── Exercise data ──

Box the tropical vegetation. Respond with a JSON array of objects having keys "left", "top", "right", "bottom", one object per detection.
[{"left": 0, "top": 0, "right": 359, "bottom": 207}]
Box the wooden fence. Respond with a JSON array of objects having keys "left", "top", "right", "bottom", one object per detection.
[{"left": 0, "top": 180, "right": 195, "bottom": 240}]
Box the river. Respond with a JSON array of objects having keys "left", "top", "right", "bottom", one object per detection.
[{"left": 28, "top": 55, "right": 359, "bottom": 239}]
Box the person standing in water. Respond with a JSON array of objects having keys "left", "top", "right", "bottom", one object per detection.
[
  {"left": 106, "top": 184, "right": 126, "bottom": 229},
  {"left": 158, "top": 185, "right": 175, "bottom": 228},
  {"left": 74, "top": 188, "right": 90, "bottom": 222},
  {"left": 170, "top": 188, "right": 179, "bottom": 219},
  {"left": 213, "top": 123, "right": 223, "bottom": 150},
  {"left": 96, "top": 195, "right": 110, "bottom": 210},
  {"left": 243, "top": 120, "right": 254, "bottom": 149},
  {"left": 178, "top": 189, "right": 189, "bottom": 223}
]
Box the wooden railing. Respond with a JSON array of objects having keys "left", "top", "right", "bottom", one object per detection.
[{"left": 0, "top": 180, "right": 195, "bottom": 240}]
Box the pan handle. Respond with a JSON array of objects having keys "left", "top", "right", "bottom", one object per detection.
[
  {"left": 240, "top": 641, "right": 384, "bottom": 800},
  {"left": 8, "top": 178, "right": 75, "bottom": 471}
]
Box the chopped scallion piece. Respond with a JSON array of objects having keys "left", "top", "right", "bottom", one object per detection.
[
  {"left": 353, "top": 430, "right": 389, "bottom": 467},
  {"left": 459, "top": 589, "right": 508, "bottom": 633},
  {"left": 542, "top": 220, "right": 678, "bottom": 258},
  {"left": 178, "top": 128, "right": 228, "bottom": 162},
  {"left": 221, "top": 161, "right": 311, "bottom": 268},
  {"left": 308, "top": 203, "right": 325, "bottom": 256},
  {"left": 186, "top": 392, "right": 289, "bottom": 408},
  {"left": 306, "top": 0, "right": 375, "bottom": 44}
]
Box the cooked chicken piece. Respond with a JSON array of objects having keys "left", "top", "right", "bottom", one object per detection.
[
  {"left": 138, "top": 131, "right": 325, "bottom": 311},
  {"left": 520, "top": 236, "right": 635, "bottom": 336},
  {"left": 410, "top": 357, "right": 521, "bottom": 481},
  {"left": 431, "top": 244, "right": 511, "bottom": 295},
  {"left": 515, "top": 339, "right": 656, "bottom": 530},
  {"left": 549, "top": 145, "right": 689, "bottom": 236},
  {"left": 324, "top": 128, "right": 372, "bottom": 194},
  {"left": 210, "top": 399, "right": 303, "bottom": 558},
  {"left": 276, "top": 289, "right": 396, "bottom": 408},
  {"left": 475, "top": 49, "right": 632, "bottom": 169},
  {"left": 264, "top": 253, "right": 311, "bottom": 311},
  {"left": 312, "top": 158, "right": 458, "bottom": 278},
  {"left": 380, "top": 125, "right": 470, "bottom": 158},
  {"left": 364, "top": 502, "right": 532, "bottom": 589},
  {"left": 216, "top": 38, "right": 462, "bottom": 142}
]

───

● Stated problem: Write out the rows above unchanged, from the line containing "Box the cooked" through the final line of the rows.

● Response:
Box the cooked chicken piece. Respond with a JSON array of objects having keys "left", "top", "right", "bottom", one object per detection.
[
  {"left": 138, "top": 131, "right": 325, "bottom": 311},
  {"left": 520, "top": 236, "right": 635, "bottom": 336},
  {"left": 410, "top": 357, "right": 521, "bottom": 481},
  {"left": 431, "top": 244, "right": 511, "bottom": 295},
  {"left": 515, "top": 339, "right": 656, "bottom": 530},
  {"left": 549, "top": 145, "right": 689, "bottom": 236},
  {"left": 324, "top": 128, "right": 372, "bottom": 194},
  {"left": 210, "top": 399, "right": 303, "bottom": 558},
  {"left": 276, "top": 289, "right": 396, "bottom": 408},
  {"left": 475, "top": 49, "right": 632, "bottom": 169},
  {"left": 264, "top": 253, "right": 311, "bottom": 311},
  {"left": 312, "top": 158, "right": 458, "bottom": 278},
  {"left": 380, "top": 125, "right": 470, "bottom": 158},
  {"left": 364, "top": 502, "right": 532, "bottom": 589},
  {"left": 216, "top": 38, "right": 462, "bottom": 142}
]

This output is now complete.